Input records —

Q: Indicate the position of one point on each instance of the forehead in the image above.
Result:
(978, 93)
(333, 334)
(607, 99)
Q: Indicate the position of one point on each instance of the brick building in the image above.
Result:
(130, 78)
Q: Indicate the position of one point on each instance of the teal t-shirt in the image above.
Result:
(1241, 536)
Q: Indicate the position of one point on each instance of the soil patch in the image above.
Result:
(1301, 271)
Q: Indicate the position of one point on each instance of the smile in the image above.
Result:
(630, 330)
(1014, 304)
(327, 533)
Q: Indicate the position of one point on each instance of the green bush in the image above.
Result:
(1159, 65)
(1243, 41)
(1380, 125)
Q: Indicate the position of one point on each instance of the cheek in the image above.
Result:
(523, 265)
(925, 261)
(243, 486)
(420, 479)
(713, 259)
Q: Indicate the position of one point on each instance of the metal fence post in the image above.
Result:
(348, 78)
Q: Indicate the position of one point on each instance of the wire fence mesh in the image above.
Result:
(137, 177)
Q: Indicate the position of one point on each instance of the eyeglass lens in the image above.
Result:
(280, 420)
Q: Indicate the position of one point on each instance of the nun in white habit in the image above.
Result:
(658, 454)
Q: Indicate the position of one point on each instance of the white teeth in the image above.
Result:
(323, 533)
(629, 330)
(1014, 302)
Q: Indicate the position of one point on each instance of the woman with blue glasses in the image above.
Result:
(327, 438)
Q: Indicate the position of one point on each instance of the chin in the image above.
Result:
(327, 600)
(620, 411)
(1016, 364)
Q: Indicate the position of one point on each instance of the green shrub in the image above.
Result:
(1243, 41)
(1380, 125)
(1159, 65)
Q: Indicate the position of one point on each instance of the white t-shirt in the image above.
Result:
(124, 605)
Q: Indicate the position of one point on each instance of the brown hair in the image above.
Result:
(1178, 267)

What the task requires — Convert all of the items above into a JSON list of strings, with one string for each line and no entries for blank lines.

Exercise result —
[
  "Q: Indicate the position of one point on each instance of the forehead in the image above.",
  "Result:",
  "(978, 93)",
  "(333, 334)",
  "(607, 99)",
  "Q: Indicate the position of one point on each instance of the brick building in the image above.",
  "Result:",
  "(130, 78)",
  "Q: Indicate the position of one point on each instance of the teal t-shirt in the image above.",
  "Result:",
  "(1241, 536)",
  "Q: Indicate the position of one point on each instance of the soil patch in the image above.",
  "Result:",
  "(1301, 271)",
  "Q: Indicate the position of one point on each instance of the smile in the image above.",
  "Result:",
  "(630, 330)",
  "(1014, 304)",
  "(327, 533)",
  "Q: Indicate the position of one point on each instance of the green bush in the image above.",
  "Result:",
  "(1159, 65)",
  "(1243, 41)",
  "(1380, 125)",
  "Q: Indicate the position of one point on each instance of the cheek in the image above.",
  "Result:",
  "(523, 265)",
  "(925, 261)",
  "(243, 486)",
  "(420, 479)",
  "(713, 259)",
  "Q: Indicate the position of one point on each instance of the metal fence post in the image above.",
  "Result:",
  "(348, 78)",
  "Q: Indicate the position of one point on each instance of the wire fence mesh in the image above.",
  "Result:",
  "(137, 177)",
  "Q: Indicate the position of one point on each instance of the eyeglass lens in the image above.",
  "Result:",
  "(280, 420)",
  "Q: Indicate the position of one point on each instance of the nun in white habit in the image above.",
  "Result:",
  "(658, 454)",
  "Q: Indicate the position of one point on each instance of the white teeth in the image above.",
  "Result:",
  "(323, 533)",
  "(629, 330)",
  "(1014, 302)",
  "Q: Indicate the position of one point on each instance of the woman with blue glasses in the image above.",
  "Result:",
  "(327, 438)",
  "Q: Indicate the position of one point on each instance of the chin in the image above.",
  "Result:",
  "(327, 600)",
  "(620, 411)",
  "(1016, 364)",
  "Q: Indicate the position of one point on each instance of the green shrub in the image above.",
  "Result:",
  "(1243, 41)",
  "(1380, 125)",
  "(1159, 65)",
  "Q: Indicate the position of one point on each instance of the white t-shirt in the image above.",
  "Result:",
  "(124, 605)",
  "Q: Indicate the position of one point on each instance of the brown hair in the image above.",
  "Result:",
  "(1178, 267)"
]